====== Source passage

Tuesday, October 14, 2014
Questions to Ask to Reduce Diagnostic Disasters
Part Three of a Seven-Part series on Medical Care
Humans are incredibly adaptable. You can put us into the most bizarre situations, and we somehow learn to cope; eventually, we even begin to accept an untenable situation as almost normal. Unfortunately, this happens in medicine, too. Arrogance, ego, and hierarchy have become entrenched within the culture of medicine. This has led to what Dr. Peter Pronovost describes as “normalization of deviance.” . . . . To have an impact on the millions of misdiagnoses that occur each year physicians are going to have to overcome some ingrained behaviors.
Although some signs and symptoms are obvious indicators of a particular condition, many others are ambiguous and require sleuthing, intuition, testing, and modern technology to determine a correct diagnosis. . . . Ultimately, the most important component to successful diagnosis will be good communication and collaboration between patients, nurses, and physicians. That requires attentive listening by health professionals. Patients need to be able to tell their stories without being interrupted. Seemingly trivial details may provide the key to unlocking a mystery.

============
====== Data under study

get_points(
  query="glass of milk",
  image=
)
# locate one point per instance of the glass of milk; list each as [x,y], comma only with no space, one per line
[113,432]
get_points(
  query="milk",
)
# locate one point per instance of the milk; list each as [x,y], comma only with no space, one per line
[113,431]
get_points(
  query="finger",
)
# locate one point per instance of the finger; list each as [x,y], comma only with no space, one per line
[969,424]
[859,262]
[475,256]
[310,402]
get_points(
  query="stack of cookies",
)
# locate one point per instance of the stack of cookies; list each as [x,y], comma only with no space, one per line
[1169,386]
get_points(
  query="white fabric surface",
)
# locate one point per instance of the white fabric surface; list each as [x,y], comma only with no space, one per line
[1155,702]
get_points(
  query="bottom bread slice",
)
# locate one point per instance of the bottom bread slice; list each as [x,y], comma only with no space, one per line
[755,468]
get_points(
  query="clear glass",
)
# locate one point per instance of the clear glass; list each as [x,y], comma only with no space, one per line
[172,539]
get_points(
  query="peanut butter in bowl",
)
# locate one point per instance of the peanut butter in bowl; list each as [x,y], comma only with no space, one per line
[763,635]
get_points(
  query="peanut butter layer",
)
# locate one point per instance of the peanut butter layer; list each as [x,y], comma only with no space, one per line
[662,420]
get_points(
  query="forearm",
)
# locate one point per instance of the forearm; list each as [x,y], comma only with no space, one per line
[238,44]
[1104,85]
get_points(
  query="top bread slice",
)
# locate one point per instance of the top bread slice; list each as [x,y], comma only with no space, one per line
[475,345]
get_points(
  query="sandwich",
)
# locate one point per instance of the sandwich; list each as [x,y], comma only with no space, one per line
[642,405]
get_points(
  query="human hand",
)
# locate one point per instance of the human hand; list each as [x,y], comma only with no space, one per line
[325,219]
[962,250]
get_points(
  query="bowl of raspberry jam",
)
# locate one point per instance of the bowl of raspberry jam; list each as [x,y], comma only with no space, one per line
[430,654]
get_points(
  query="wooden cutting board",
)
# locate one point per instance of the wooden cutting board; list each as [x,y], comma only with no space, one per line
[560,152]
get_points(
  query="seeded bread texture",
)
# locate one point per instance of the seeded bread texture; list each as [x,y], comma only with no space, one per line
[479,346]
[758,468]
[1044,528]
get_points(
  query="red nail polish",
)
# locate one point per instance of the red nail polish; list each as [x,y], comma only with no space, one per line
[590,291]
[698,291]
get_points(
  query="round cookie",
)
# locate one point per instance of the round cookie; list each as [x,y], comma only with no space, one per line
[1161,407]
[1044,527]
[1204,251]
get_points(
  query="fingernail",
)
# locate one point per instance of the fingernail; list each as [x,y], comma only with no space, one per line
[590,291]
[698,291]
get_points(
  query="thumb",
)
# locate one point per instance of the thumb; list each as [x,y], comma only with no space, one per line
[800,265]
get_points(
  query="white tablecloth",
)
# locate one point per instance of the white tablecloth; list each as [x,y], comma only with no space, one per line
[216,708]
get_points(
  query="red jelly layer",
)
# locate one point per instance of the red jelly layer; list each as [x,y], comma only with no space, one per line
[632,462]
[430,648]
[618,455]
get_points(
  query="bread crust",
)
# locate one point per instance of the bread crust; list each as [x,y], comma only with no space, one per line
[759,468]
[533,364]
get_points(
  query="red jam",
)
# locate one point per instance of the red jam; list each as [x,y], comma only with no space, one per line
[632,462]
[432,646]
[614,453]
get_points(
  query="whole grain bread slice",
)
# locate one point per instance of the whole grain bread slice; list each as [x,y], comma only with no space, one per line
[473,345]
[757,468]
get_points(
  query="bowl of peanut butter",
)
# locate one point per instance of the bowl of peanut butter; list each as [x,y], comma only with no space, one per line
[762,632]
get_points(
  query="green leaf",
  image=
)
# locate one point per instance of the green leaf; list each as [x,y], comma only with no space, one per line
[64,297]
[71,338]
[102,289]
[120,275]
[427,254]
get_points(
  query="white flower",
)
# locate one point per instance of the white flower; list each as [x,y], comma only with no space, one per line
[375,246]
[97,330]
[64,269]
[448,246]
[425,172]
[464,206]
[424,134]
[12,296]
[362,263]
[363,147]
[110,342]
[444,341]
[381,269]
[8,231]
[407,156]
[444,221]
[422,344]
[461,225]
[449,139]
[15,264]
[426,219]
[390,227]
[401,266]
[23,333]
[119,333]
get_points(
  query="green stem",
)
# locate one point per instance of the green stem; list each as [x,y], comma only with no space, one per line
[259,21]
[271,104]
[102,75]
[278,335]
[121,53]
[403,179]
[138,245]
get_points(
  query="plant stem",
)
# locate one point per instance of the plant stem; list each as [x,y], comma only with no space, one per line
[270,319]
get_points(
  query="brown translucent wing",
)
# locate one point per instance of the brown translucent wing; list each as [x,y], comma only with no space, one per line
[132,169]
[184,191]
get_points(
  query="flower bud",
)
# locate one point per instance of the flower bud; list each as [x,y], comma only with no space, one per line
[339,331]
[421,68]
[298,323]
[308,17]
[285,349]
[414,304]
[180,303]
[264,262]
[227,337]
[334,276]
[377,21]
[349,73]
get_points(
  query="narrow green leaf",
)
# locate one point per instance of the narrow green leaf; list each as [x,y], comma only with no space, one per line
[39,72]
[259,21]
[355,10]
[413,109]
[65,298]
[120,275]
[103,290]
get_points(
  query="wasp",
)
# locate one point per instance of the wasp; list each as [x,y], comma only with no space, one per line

============

Work order A: Reproduce everything in the passage on diagnosis from "Tuesday, October 14, 2014" down to "some ingrained behaviors.".
Work order B: Summarize the passage on diagnosis in two sentences.

Your solution A:
Tuesday, October 14, 2014
Questions to Ask to Reduce Diagnostic Disasters
Part Three of a Seven-Part series on Medical Care
Humans are incredibly adaptable. You can put us into the most bizarre situations, and we somehow learn to cope; eventually, we even begin to accept an untenable situation as almost normal. Unfortunately, this happens in medicine, too. Arrogance, ego, and hierarchy have become entrenched within the culture of medicine. This has led to what Dr. Peter Pronovost describes as “normalization of deviance.” . . . . To have an impact on the millions of misdiagnoses that occur each year physicians are going to have to overcome some ingrained behaviors.

Your solution B: Arrogance, ego, and hierarchy have become entrenched in the culture of medicine, leading to what Dr. Peter Pronovost calls "normalization of deviance," and physicians will have to overcome ingrained behaviors to affect the millions of misdiagnoses each year. Because many signs and symptoms are ambiguous, the most important component of successful diagnosis will be good communication and collaboration among patients, nurses, and physicians, which requires health professionals to listen attentively and let patients tell their stories without interruption.